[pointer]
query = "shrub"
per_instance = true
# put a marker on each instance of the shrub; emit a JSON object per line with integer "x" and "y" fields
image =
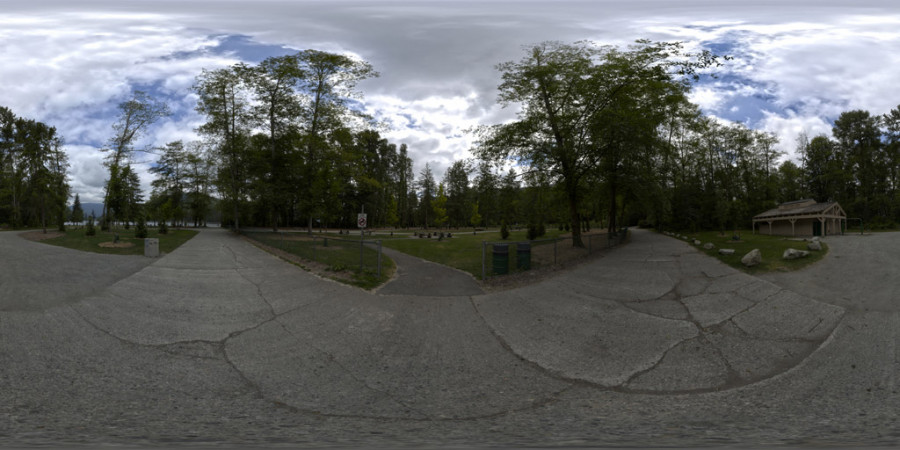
------------
Task item:
After locating the line containing "per_instance = true" in the entries above, repeat only it and each later line through the end, exactly, without any pictures.

Written response:
per_instance = true
# put a marker on each instance of the shrub; emit a JSON object per line with integer "x" and "y" fields
image =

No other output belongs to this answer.